ITEMS:
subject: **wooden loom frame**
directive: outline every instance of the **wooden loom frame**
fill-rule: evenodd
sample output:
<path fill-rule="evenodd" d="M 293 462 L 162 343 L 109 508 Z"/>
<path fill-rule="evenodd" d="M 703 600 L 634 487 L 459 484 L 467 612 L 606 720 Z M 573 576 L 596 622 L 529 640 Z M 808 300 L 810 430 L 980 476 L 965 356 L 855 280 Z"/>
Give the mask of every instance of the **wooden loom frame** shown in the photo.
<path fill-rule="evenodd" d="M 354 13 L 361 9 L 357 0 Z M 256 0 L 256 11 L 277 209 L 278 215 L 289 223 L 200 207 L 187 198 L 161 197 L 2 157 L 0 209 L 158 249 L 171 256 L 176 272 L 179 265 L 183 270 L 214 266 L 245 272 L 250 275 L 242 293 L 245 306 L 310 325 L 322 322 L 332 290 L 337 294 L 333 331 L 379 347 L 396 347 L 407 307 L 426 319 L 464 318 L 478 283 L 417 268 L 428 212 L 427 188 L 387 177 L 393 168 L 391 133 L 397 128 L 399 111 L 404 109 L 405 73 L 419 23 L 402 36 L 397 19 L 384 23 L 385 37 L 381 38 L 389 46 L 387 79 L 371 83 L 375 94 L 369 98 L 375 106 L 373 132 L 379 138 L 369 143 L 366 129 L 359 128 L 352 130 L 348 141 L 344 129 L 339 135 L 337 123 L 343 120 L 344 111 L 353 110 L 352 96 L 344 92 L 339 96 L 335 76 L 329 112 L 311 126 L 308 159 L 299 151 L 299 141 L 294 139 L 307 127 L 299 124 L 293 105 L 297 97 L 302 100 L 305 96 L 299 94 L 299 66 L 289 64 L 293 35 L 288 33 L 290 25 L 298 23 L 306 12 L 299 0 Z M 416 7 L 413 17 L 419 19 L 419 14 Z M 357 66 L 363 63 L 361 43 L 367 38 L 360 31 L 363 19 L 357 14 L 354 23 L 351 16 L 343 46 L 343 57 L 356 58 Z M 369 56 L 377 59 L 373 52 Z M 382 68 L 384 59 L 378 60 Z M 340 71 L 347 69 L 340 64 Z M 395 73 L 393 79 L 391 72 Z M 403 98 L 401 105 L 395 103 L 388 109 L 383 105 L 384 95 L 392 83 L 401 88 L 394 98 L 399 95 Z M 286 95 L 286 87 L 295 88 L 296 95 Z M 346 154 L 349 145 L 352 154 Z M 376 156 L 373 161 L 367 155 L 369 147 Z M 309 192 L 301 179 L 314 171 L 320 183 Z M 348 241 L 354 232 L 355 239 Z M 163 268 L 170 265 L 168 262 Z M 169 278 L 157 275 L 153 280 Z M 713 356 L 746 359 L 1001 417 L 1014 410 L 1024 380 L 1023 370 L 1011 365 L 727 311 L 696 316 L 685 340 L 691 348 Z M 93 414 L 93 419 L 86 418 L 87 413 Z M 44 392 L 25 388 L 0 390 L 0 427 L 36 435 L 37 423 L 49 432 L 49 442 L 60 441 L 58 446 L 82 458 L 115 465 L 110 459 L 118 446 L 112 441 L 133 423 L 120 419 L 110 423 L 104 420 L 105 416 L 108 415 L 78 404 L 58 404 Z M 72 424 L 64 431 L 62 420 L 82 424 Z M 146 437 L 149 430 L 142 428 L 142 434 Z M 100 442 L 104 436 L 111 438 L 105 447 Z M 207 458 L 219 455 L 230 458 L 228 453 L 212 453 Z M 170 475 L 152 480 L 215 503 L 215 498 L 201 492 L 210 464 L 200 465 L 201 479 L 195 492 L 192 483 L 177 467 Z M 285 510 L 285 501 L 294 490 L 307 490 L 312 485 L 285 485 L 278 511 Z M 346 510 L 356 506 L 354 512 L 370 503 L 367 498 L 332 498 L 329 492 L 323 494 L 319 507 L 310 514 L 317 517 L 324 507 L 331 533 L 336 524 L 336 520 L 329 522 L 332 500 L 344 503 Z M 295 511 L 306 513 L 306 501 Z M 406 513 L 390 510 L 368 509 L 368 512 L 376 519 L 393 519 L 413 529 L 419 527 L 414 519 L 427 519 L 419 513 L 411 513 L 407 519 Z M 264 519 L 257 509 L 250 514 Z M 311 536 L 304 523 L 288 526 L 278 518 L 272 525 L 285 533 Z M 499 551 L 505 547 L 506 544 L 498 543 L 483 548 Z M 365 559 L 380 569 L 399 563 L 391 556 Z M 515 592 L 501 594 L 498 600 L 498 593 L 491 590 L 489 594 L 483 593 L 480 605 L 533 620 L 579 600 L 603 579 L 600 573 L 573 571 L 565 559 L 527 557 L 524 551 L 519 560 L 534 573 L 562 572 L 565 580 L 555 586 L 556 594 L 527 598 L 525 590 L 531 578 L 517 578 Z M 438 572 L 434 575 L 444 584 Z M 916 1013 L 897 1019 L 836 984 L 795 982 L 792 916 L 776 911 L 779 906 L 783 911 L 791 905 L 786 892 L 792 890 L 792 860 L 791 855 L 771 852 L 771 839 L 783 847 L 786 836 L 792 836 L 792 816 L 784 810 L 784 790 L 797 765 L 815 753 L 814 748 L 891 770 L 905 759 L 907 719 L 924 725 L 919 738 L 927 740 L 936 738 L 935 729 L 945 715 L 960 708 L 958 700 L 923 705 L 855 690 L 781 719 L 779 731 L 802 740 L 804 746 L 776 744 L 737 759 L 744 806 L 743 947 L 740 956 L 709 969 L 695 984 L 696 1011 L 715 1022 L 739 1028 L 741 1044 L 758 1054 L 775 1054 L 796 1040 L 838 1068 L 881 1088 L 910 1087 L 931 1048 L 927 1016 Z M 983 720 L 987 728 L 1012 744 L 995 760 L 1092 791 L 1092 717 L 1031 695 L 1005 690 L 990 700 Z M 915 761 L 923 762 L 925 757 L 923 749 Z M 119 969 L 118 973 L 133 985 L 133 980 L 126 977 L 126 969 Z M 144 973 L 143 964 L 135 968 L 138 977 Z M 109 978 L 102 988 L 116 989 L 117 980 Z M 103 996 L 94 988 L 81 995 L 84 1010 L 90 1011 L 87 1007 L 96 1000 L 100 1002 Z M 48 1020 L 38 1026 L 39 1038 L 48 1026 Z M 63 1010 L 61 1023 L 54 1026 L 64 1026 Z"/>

SET EXERCISE: Reproduce all of the data above line for line, with no character changed.

CORRECT OUTPUT:
subject: **wooden loom frame**
directive: outline every instance of the **wooden loom frame**
fill-rule: evenodd
sample output:
<path fill-rule="evenodd" d="M 293 462 L 162 343 L 109 508 Z"/>
<path fill-rule="evenodd" d="M 703 600 L 634 487 L 459 484 L 467 612 L 606 720 Z M 573 576 L 596 622 L 529 640 Z M 808 300 L 810 430 L 980 476 L 965 356 L 855 280 Z"/>
Give the mask of every instance of the **wooden loom frame** shown in the photo.
<path fill-rule="evenodd" d="M 354 13 L 361 9 L 357 0 Z M 256 0 L 256 11 L 277 209 L 278 215 L 289 223 L 200 207 L 187 198 L 161 197 L 2 157 L 0 209 L 158 249 L 171 256 L 176 272 L 179 265 L 183 270 L 214 266 L 245 272 L 250 275 L 242 293 L 245 306 L 310 325 L 322 322 L 332 290 L 337 294 L 333 331 L 379 347 L 396 347 L 407 307 L 426 319 L 464 318 L 478 283 L 417 268 L 428 212 L 427 188 L 387 177 L 393 168 L 391 133 L 397 128 L 399 111 L 404 109 L 405 73 L 419 23 L 402 36 L 397 19 L 384 23 L 385 37 L 381 38 L 389 46 L 387 79 L 371 83 L 375 94 L 369 98 L 375 106 L 373 132 L 379 138 L 369 143 L 366 129 L 359 128 L 352 130 L 348 141 L 344 129 L 339 135 L 337 123 L 343 120 L 344 111 L 353 110 L 352 96 L 344 92 L 339 96 L 335 76 L 329 112 L 311 126 L 308 159 L 299 151 L 299 141 L 294 139 L 307 127 L 299 124 L 293 105 L 297 97 L 302 100 L 305 96 L 299 94 L 299 66 L 289 64 L 293 35 L 288 33 L 290 25 L 298 23 L 306 12 L 299 0 Z M 416 7 L 413 17 L 419 19 L 419 14 Z M 357 66 L 363 63 L 361 43 L 367 38 L 360 31 L 363 19 L 357 14 L 354 23 L 351 16 L 343 46 L 343 57 L 356 58 Z M 369 56 L 377 59 L 373 52 Z M 382 68 L 384 59 L 378 60 Z M 340 71 L 347 69 L 340 64 Z M 395 73 L 393 79 L 391 72 Z M 403 98 L 401 105 L 395 103 L 388 109 L 383 105 L 384 95 L 392 83 L 401 88 L 394 98 L 399 95 Z M 286 95 L 286 87 L 295 88 L 296 95 Z M 346 154 L 349 145 L 352 154 Z M 376 156 L 373 161 L 367 155 L 369 147 Z M 309 192 L 301 179 L 314 171 L 320 183 Z M 348 241 L 354 232 L 355 239 Z M 163 268 L 170 265 L 168 262 Z M 169 278 L 157 275 L 153 280 Z M 713 356 L 746 359 L 1001 417 L 1014 410 L 1024 380 L 1023 370 L 1011 365 L 727 311 L 696 316 L 685 340 L 691 348 Z M 93 414 L 93 419 L 86 418 L 87 413 Z M 44 392 L 25 388 L 0 390 L 0 427 L 36 435 L 37 423 L 49 432 L 49 442 L 60 441 L 58 446 L 82 458 L 115 465 L 110 459 L 118 446 L 112 441 L 133 423 L 120 419 L 110 423 L 104 420 L 105 416 L 108 415 L 78 404 L 58 404 Z M 72 424 L 64 431 L 62 420 L 82 424 Z M 146 437 L 149 430 L 142 428 L 142 434 Z M 100 442 L 104 436 L 111 438 L 105 447 Z M 207 458 L 219 455 L 230 458 L 228 453 L 212 453 Z M 170 475 L 152 480 L 215 503 L 215 498 L 201 492 L 210 464 L 200 465 L 201 479 L 195 492 L 192 483 L 177 467 Z M 285 510 L 285 501 L 294 490 L 307 490 L 312 485 L 285 485 L 278 511 Z M 346 510 L 356 506 L 354 512 L 370 503 L 367 498 L 332 498 L 329 492 L 323 494 L 319 507 L 310 514 L 317 517 L 324 507 L 331 533 L 336 524 L 336 520 L 329 522 L 332 500 L 344 503 Z M 295 511 L 306 513 L 306 501 Z M 406 513 L 390 510 L 368 509 L 368 512 L 376 519 L 393 519 L 413 529 L 419 527 L 414 519 L 427 519 L 419 513 L 411 513 L 407 519 Z M 264 519 L 257 509 L 250 514 Z M 311 536 L 304 523 L 288 526 L 278 518 L 272 525 L 285 533 Z M 499 551 L 505 547 L 506 544 L 498 543 L 483 548 Z M 365 559 L 380 569 L 399 563 L 391 556 Z M 515 592 L 501 594 L 498 600 L 498 593 L 491 590 L 489 594 L 483 593 L 480 605 L 533 620 L 579 600 L 603 579 L 600 573 L 573 571 L 565 559 L 527 557 L 524 551 L 519 560 L 534 573 L 562 572 L 565 580 L 555 586 L 556 594 L 527 598 L 525 590 L 531 578 L 517 578 Z M 438 572 L 434 575 L 444 584 Z M 916 1013 L 897 1019 L 836 984 L 795 982 L 792 916 L 776 911 L 779 906 L 783 911 L 791 905 L 786 892 L 792 890 L 792 860 L 791 855 L 771 852 L 771 839 L 783 847 L 786 836 L 792 836 L 792 816 L 784 810 L 784 790 L 797 765 L 815 753 L 814 748 L 891 770 L 905 759 L 907 719 L 924 725 L 919 738 L 927 740 L 936 738 L 935 729 L 945 715 L 960 708 L 958 700 L 923 705 L 855 690 L 781 719 L 779 731 L 802 740 L 804 746 L 776 744 L 737 759 L 744 806 L 743 947 L 740 956 L 709 969 L 695 984 L 696 1011 L 715 1022 L 739 1028 L 741 1044 L 758 1054 L 775 1054 L 796 1040 L 838 1068 L 881 1088 L 910 1087 L 931 1048 L 927 1016 Z M 983 720 L 987 728 L 1012 744 L 995 760 L 1092 791 L 1092 717 L 1031 695 L 1005 690 L 990 700 Z M 915 761 L 923 762 L 925 757 L 923 749 Z M 119 969 L 118 973 L 133 985 L 133 980 L 126 977 L 126 969 Z M 144 973 L 143 964 L 135 968 L 138 977 Z M 109 978 L 102 988 L 116 989 L 117 980 Z M 103 996 L 94 988 L 81 995 L 84 1010 L 90 1011 L 87 1007 L 96 1000 L 100 1002 Z M 48 1020 L 38 1026 L 39 1038 L 48 1026 Z M 63 1010 L 61 1023 L 54 1026 L 64 1026 Z"/>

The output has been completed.